--- RECORDS TO PROCESS Enclosed Below ---
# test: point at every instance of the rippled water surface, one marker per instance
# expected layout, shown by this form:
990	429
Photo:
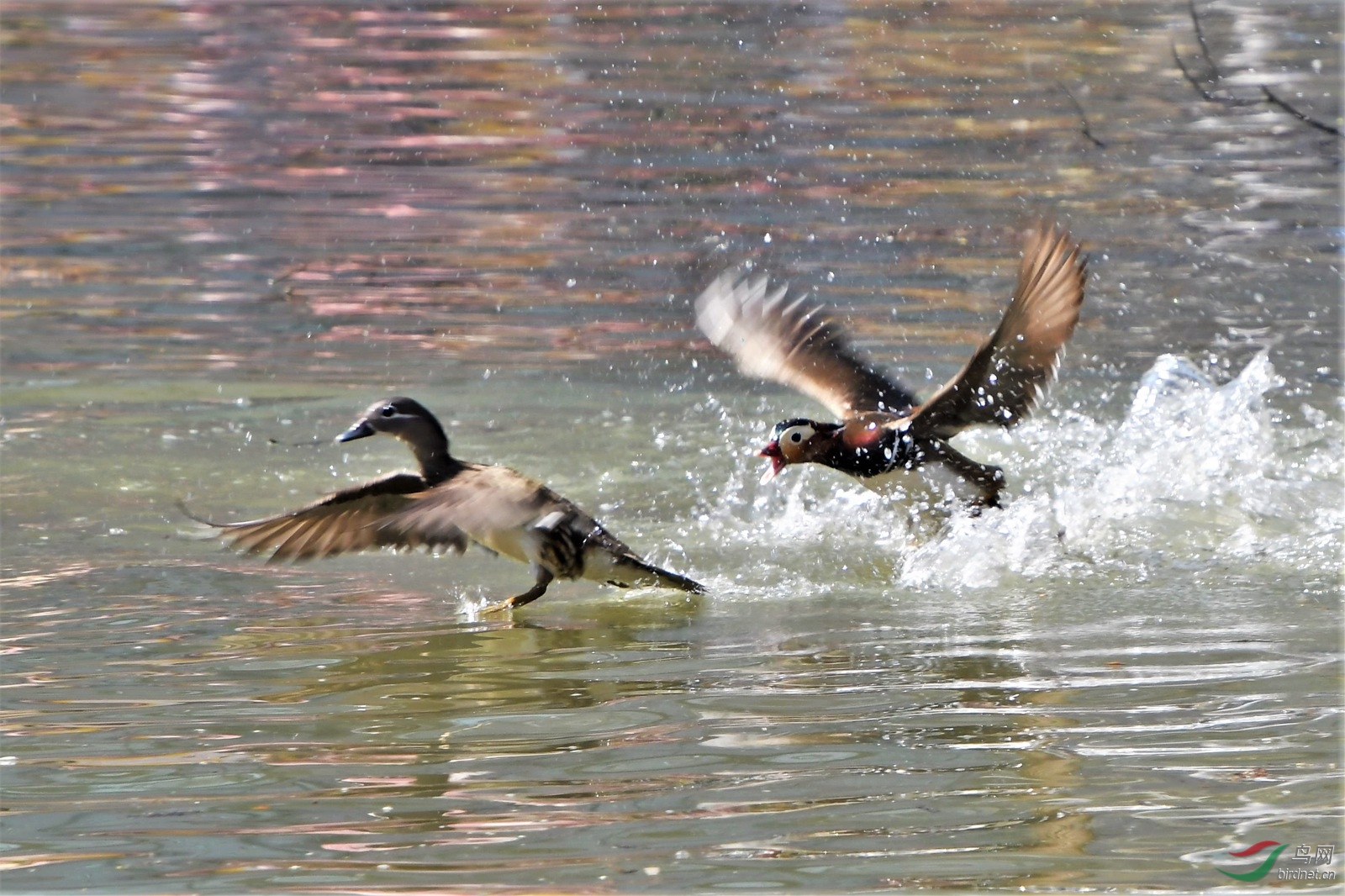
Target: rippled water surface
228	228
--- End of Enclosed RECORDS TO PROCESS ---
What is needed is an exact copy of the data, without any pictures.

**COMPLETED EXERCISE**
# test: point at every instance of the rippled water surface, one marker per instance
# expected layout, shown by this form:
990	429
Photo:
Target: rippled water surface
228	228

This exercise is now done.